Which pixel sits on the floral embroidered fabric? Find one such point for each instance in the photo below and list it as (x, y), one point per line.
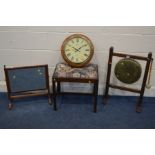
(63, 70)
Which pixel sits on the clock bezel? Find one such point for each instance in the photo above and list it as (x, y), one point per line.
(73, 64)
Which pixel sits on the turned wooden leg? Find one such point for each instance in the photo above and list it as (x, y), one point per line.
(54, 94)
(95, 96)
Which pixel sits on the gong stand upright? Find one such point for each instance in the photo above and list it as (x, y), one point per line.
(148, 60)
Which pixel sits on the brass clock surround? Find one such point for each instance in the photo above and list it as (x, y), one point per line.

# # # # #

Instructions to follow - Please copy out the whole listing above word for word, leaving the picture out of your copy.

Answer -
Which pixel sits on the floral embroidered fabric? Find one such point for each instance in the photo below and list it as (x, y), one point per line.
(63, 70)
Which pixel sits on the clock bezel? Find one such point for each instance in the photo above and list it as (x, y), one point per line.
(73, 64)
Which pixel sits on the turned wooden leg? Find one such point for each instance in the photo above and list it as (x, y), one point per line.
(54, 94)
(95, 96)
Which pixel sits on the gong stand upright? Find one such point for each instance in the photo above and list it as (x, y), one point per line.
(148, 60)
Which pixel sits on the brass clock surround? Find one such point for each instance in the photo above and list it as (x, y), one point per line.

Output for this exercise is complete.